:: Set exercise ::
Produce an exact copy of the lines from the line containing "locate: hazy sky | one point per instance" through the last line of the listing below, both ends included, and nothing else.

:: Information shown ::
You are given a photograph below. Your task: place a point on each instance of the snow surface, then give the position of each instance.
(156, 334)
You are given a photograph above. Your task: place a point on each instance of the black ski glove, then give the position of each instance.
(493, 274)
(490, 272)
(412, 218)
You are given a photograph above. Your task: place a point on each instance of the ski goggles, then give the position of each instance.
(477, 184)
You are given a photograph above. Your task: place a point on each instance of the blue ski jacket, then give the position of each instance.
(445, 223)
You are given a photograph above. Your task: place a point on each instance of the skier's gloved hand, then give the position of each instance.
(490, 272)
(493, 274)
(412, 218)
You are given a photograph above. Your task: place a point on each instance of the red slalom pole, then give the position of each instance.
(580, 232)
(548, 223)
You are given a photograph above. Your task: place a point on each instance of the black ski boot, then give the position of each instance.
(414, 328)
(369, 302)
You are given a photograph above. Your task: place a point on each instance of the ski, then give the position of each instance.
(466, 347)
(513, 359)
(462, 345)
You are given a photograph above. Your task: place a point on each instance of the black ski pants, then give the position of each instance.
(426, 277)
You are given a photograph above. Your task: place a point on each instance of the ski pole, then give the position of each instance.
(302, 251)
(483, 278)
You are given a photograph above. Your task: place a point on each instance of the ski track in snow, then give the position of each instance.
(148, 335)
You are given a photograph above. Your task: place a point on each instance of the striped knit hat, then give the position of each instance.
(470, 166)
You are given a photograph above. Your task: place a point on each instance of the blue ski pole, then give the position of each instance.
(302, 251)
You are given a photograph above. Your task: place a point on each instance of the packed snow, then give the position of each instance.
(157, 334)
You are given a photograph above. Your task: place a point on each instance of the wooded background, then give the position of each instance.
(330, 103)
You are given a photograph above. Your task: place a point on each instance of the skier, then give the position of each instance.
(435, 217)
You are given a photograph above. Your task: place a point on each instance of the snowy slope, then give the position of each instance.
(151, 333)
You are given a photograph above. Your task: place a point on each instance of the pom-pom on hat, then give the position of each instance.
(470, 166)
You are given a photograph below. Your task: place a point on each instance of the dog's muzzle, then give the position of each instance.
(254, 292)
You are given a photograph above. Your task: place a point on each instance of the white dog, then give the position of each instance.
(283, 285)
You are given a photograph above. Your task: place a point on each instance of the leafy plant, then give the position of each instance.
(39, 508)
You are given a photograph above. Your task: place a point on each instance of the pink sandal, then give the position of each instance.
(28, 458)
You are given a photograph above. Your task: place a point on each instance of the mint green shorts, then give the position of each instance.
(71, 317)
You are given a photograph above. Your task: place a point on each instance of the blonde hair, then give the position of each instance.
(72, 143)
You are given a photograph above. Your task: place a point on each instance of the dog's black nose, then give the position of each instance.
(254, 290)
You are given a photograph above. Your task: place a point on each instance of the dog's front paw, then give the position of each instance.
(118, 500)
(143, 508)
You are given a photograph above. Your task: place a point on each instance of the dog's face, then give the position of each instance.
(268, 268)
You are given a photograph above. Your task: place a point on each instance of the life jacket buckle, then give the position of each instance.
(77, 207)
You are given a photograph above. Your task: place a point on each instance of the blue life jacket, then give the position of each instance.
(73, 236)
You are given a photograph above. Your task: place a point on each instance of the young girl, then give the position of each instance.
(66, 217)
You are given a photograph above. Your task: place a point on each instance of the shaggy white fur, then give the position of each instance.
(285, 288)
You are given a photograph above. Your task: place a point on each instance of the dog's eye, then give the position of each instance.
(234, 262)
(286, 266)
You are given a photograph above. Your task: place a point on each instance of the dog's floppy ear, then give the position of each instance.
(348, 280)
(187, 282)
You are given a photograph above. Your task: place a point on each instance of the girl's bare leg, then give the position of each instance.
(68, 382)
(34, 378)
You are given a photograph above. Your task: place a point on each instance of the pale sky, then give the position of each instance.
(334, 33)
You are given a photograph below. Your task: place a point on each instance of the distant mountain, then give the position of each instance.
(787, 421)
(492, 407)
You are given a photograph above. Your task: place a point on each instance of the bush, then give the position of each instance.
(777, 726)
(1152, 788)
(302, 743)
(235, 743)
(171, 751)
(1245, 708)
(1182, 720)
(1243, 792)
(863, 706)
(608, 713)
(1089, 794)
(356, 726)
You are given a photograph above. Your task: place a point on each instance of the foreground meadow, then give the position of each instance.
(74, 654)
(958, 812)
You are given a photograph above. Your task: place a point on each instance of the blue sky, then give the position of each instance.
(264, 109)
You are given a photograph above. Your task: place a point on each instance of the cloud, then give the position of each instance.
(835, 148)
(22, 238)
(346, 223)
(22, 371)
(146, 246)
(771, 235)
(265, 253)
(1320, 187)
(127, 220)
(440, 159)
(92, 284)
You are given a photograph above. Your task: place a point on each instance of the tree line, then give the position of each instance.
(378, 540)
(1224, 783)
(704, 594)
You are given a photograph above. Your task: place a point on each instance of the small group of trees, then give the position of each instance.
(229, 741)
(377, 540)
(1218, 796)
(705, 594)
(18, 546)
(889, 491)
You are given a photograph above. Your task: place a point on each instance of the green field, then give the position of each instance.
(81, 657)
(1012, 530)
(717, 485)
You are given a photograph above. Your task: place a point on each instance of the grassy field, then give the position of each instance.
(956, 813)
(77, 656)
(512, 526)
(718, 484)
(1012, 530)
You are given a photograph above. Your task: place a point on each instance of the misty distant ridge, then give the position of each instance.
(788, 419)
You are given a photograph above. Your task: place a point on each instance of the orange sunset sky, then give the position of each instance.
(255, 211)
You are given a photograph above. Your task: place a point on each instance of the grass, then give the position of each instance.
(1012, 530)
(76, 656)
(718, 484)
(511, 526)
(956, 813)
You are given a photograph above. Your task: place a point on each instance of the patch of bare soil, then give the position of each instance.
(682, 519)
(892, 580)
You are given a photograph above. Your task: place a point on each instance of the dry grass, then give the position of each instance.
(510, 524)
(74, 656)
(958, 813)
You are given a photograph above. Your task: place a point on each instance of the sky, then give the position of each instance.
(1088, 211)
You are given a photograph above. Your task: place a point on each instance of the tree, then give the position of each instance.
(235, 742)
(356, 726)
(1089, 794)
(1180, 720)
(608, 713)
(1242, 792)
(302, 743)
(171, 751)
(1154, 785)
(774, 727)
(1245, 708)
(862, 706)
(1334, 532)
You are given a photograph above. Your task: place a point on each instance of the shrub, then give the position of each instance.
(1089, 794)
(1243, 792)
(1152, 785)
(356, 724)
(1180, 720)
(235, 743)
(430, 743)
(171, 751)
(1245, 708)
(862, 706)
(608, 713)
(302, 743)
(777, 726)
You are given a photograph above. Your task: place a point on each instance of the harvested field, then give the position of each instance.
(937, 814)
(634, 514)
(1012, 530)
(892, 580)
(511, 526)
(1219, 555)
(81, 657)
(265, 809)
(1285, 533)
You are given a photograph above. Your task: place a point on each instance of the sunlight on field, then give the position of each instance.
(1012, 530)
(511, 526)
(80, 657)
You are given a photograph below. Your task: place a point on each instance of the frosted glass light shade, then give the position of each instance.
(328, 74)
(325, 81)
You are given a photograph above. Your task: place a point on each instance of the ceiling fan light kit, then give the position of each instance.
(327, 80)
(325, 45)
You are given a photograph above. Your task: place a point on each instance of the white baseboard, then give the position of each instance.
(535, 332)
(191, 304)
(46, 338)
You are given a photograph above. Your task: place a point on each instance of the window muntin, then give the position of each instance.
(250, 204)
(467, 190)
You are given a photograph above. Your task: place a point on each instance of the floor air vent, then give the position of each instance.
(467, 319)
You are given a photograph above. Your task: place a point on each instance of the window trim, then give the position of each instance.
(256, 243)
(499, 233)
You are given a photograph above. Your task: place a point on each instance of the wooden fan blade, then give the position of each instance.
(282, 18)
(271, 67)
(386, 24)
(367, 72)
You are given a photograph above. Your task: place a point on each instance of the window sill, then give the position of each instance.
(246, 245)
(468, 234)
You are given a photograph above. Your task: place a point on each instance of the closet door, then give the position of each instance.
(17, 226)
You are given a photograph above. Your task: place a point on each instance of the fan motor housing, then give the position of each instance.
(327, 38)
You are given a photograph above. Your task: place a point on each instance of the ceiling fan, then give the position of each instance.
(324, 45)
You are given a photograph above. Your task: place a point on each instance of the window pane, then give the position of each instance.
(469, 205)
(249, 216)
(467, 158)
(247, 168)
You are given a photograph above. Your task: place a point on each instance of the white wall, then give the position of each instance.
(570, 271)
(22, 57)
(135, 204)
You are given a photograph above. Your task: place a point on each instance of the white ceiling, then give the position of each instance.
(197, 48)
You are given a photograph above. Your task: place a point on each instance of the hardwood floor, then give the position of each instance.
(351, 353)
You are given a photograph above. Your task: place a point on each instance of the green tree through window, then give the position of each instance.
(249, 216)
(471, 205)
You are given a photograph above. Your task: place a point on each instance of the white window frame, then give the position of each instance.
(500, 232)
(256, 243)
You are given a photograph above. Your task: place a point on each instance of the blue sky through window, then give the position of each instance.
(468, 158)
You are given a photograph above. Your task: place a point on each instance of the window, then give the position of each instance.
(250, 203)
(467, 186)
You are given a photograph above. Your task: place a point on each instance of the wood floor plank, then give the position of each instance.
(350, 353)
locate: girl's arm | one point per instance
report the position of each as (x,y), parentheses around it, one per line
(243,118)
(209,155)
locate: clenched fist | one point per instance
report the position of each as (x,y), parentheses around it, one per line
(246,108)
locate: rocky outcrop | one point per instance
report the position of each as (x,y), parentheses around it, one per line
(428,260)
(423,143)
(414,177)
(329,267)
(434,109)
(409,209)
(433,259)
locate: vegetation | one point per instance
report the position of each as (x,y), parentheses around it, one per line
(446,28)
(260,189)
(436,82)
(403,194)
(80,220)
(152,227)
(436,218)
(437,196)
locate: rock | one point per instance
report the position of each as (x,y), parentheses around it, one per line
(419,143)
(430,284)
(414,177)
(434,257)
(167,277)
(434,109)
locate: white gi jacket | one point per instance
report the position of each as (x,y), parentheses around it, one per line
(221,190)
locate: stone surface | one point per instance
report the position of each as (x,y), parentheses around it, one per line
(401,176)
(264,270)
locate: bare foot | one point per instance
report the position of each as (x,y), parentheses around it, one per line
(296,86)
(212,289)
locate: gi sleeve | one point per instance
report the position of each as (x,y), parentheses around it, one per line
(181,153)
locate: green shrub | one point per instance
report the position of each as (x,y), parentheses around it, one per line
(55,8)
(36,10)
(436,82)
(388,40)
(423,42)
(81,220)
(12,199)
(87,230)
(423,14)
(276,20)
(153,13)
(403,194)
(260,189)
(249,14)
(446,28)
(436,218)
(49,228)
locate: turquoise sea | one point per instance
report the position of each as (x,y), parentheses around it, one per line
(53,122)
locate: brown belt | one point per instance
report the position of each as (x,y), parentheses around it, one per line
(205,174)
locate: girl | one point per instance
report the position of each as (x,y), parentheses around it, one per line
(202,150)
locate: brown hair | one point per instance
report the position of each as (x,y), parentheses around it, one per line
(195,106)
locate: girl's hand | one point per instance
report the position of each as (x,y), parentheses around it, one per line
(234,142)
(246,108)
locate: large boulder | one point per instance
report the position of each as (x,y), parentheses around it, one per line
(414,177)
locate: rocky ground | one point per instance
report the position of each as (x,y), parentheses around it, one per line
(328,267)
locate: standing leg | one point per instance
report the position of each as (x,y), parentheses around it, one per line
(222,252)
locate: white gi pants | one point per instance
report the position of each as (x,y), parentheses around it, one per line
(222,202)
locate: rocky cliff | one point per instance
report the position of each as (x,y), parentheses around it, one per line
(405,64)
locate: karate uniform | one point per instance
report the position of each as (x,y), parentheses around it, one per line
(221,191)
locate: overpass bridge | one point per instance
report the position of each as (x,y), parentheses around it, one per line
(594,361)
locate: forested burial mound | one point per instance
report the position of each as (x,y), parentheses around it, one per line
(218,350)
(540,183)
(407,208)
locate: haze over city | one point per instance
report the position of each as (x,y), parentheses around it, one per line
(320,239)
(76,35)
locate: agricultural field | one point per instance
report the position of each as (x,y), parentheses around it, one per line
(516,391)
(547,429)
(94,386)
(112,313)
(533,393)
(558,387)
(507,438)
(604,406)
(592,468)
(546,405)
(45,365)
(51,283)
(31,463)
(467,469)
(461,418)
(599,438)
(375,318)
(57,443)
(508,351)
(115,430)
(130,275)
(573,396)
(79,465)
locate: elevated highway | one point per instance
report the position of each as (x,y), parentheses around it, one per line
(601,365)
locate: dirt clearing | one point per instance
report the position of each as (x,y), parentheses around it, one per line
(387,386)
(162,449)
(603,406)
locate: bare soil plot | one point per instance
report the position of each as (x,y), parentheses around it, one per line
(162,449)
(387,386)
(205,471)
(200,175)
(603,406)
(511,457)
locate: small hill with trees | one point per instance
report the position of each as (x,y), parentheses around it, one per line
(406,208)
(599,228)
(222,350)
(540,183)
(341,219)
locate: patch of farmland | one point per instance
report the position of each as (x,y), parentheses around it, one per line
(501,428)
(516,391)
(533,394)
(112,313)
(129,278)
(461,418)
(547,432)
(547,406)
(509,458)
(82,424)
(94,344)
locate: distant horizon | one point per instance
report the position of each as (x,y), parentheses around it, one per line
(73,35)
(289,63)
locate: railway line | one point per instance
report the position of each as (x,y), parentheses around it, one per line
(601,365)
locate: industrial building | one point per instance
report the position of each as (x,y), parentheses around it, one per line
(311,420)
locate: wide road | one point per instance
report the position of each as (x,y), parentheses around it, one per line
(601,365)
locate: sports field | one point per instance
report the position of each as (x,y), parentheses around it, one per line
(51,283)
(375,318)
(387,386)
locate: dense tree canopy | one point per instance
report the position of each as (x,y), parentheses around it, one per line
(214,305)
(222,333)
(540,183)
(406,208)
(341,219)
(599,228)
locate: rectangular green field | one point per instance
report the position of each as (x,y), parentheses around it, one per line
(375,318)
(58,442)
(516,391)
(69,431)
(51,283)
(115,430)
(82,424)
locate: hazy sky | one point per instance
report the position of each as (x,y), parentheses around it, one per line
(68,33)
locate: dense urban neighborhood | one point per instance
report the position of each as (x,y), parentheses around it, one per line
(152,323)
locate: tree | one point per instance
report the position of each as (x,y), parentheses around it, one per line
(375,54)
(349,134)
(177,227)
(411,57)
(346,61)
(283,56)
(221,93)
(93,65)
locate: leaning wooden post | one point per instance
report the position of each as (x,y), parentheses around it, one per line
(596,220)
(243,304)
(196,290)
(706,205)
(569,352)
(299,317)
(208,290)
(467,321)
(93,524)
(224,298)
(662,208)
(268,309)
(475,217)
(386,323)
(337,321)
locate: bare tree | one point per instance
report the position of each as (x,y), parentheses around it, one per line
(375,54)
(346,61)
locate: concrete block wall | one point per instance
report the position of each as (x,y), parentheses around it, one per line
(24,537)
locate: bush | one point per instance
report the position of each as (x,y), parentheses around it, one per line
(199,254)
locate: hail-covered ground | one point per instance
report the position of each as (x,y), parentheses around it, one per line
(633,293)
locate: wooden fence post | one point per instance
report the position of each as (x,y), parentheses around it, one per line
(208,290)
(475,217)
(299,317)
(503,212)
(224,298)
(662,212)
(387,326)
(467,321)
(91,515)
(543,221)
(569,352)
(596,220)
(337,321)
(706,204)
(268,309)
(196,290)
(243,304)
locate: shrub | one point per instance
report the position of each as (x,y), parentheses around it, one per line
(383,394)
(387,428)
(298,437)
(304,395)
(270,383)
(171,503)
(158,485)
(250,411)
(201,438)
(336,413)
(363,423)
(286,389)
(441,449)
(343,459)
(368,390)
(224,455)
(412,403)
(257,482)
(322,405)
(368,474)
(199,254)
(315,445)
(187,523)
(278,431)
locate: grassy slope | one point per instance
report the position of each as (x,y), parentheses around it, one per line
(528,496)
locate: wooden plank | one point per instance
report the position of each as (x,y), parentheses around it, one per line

:: Worked solution ::
locate: hazy sky | one point per instance
report the position of each as (x,y), parentheses around it, one per line
(68,33)
locate: dense urban neighborhood | one point per instance
report the position of each as (x,y), parentheses around it, one per line
(152,323)
locate: tree | one point per instance
report the position of each as (x,y), parentheses around it, one per line
(375,54)
(349,134)
(177,227)
(411,57)
(346,61)
(283,56)
(221,93)
(93,65)
locate: leaning wooden post | one point per instance
report the position of each as (x,y), parentheses around it, one per line
(596,220)
(243,304)
(196,290)
(706,205)
(569,352)
(299,317)
(208,290)
(467,321)
(93,524)
(224,298)
(662,208)
(268,309)
(475,217)
(386,323)
(337,321)
locate: bare tree | one point per instance
report the position of each as (x,y), parentheses around it, one per line
(375,54)
(346,61)
locate: concrete block wall | one point per instance
report the position of each as (x,y), parentheses around it, one per line
(24,537)
locate: bush | one point per instance
report the position of each as (x,y), parentheses around it, one per line
(199,254)
locate: hail-covered ground | one point per instance
report the position of each as (x,y), parentheses around it, one per line
(633,293)
locate: wooden fence post | one point per instance
report the position of each as (x,y), parentheses around it, one per line
(208,290)
(475,217)
(299,317)
(503,212)
(224,298)
(662,212)
(387,326)
(467,321)
(91,515)
(543,221)
(569,352)
(596,220)
(337,321)
(706,204)
(268,309)
(196,290)
(243,304)
locate: shrub | one point per instance
report the position of each as (x,y), parentheses around it, one per line
(383,394)
(387,428)
(298,437)
(304,395)
(270,383)
(171,503)
(158,485)
(250,411)
(201,438)
(336,413)
(363,423)
(286,389)
(441,449)
(343,459)
(368,390)
(224,455)
(412,403)
(257,482)
(322,405)
(368,474)
(199,254)
(315,445)
(187,523)
(278,431)
locate: grassy slope | one point per instance
report the position of each as (x,y), parentheses around it, one per line
(528,496)
locate: wooden plank | one point per instance
report the position of each as (x,y), parentheses around it, one per line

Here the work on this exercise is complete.